SELECTED EXTRACT >>
——

This Mother’s Day, Kristen Bell won’t be spending the day with her husband, Dax Shepard, and daughters, Lincoln, 6, and Delta, 4. In fact, her family thinks outside the box when it comes to how she should experience a day honoring her as a mom. For the second year in a row, Bell is headed out with her girlfriends for a day of fun and flea-market shopping.
The idea didn’t come from her, it came from her husband. He does the exact same thing for himself on Father’s Day — a day for himself hanging with the guys on the golf course. It’s a new tradition in their household.
“Last year, Dax explained to me that on Mother’s Day, you’re expected to wake up to breakfast in bed, sit with your kids all day, get snuggles all day, have extended family over, have everybody talk to you and fawn over you,” she told SheKnows at the American Express Blue Cash Preferred Card event this week. “He said, ‘If you want to, I want you to have a dad-style Mother’s Day. Do whatever the hell you want. Don’t worry about a thing here.’”
That’s exactly what she’s planning on doing again on Sunday, but she might add a spa element to the day. Bell enjoyed every minute of her dad-style Mother’s Day last year.
“I woke up in the morning. I didn’t wipe a single butt in the morning because I slept in and Dax got up with the kids. I got a really good egg sandwich in bed and my littlest daughter put a bunch of barrettes in my hair. I went to the Rose Bowl Flea Market,” Bell explained. “I walked around with my girlfriends, we ate food truck food, we grabbed coffees and we tchotchke shopped. It was so wonderful. I didn’t think about feeding anyone or schedules and I loved it.”
Bell understands that a dad-style Mother’s Day isn’t for everyone, but she likes to share certain parts of her life to show that everything isn’t perfect all of the time. It’s an idea she adopted from her husband after a particularly long press tour when she felt drained from saying the same thing over and over in interviews.
“I was so fatigued of the stories I was telling and I told Dax that I had to do Sam Jones’ podcast in the morning, which is a long-form interview format. I was thinking, what on Earth am I going to talk about? I’m all tapped out. I literally had nothing we hadn’t heard before,” she revealed. “Dax said, ‘Why don’t you talk about your anxiety and depression?’ It got me into a tailspin of how irresponsible it was for me to present a very bubbly exterior and not talk about the things that I go through. After I did it, the response was so profound.”

——

SUPPLIED ENTRIES >>
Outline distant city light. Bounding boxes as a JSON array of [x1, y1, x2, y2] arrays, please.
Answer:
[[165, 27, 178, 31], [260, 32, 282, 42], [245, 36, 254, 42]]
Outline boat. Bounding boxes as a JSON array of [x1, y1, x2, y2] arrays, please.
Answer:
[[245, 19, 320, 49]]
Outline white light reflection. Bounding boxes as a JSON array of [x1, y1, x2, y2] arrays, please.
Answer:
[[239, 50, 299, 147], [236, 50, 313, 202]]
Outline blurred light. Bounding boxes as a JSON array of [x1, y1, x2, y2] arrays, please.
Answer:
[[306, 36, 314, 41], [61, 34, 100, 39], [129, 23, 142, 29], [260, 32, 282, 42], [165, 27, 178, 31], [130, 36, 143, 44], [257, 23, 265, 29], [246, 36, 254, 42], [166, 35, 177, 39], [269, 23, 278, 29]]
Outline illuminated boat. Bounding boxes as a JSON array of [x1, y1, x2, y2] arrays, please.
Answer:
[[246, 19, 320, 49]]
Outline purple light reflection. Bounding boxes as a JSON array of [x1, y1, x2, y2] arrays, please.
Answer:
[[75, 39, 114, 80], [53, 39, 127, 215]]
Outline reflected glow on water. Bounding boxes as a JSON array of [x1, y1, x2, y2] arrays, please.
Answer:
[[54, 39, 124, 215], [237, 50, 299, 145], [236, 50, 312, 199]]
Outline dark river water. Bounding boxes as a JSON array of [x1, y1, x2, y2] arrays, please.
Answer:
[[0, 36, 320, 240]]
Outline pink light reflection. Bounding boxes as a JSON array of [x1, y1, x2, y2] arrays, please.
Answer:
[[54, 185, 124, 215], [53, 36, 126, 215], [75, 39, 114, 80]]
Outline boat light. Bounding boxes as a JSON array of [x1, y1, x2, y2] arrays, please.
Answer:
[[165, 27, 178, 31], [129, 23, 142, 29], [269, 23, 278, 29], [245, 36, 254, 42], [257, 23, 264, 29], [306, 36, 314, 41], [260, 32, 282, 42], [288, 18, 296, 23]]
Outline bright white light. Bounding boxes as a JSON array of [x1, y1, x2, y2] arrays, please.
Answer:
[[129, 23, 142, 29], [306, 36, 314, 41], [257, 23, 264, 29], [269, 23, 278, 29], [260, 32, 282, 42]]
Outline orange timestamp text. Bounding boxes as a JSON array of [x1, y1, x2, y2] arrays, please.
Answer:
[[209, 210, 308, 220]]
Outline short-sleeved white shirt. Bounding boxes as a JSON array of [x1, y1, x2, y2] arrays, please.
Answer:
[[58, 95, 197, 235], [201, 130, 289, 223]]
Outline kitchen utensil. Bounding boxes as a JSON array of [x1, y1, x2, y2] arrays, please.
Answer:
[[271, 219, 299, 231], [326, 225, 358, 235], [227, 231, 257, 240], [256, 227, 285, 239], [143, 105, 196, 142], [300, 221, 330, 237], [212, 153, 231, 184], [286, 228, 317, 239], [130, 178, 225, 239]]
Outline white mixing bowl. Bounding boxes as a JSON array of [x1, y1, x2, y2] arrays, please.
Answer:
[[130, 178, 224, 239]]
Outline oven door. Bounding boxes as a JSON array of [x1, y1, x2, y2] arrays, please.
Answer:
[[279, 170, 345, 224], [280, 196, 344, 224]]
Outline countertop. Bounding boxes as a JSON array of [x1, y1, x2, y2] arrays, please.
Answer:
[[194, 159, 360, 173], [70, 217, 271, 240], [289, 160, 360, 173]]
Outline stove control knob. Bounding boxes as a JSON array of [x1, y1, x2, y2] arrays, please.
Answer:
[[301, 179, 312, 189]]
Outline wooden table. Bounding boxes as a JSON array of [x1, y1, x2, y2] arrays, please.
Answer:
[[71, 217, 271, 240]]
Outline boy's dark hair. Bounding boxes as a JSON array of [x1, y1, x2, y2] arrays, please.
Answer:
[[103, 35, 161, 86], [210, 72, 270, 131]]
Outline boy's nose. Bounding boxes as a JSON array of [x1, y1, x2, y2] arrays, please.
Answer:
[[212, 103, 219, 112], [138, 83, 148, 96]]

——

ASSIGNMENT A >>
Using the article about Kristen Bell's Mother's Day, decide whether each statement agrees with it: (i) Bell's dad-style Mother's Day was her own idea; (ii) last year Bell went to the Rose Bowl Flea Market; (iii) Dax spends Father's Day on the golf course. Answer yes or no for each, and quote the deciding words.
ASSIGNMENT B >>
Write what comes next in the article about Kristen Bell's Mother's Day, starting after its last sentence.

EXPECTED OUTPUT A >>
(i) No: "The idea didn’t come from her, it came from her husband."
(ii) Yes: "I went to the Rose Bowl Flea Market"
(iii) Yes: "a day for himself hanging with the guys on the golf course"

EXPECTED OUTPUT B >>
That moment changed Bell’s life because she realized “it’s one of my responsibilities to be super honest about who I am and the things I struggle with — and one of those things is anxiety and depression.”
Bell has also been honest about the nuances in her marriage to Shepard. They don’t hide the fact that they’ve gone through couples’ counseling over the years to keep their marriage as strong as possible. She wants people to remove the stigma of therapy and seeking help with an analogy that makes a lot of sense.
“We are born with a tiny toolbox. When you open your tiny toolbox, you are able to fix the tiny problems as you grow up. If you do not get bigger tools and a bigger toolbox, you will be a very bad hang. You will be a very, very bad hang,” she shared. “No one is going to want to deal with you when you’re in a relationship. If you like the sparks in the relationship, go to counseling to get the tools. Don’t go because you actually have a problem to work out, go on the first sign of anything so that you have all the tools to fix the problem and head it off at the pass.”
The most important part of being honest and open is the legacy she is passing on to her two daughters. Bell and Shepard want them to be armed with the biggest toolbox imaginable.
“We tell our kids everything. Dax goes to an AA meeting on Tuesday nights and the little one said to him recently, ‘Where are you going, Daddy?’ And he said, ‘I’m going to my AA meeting.’ She responded, ‘I will go with you.’ And he looked at her and said, ‘Don’t worry, honey, one day you will.’ We laughed out, but we’re very candid about why he goes,” Bell said. “Daddy had a problem and sometimes it’s in your blood and sometimes it’s just something you need to deal with in therapy. We’re very candid with them about it and the sooner they know, the better prepared they will be.”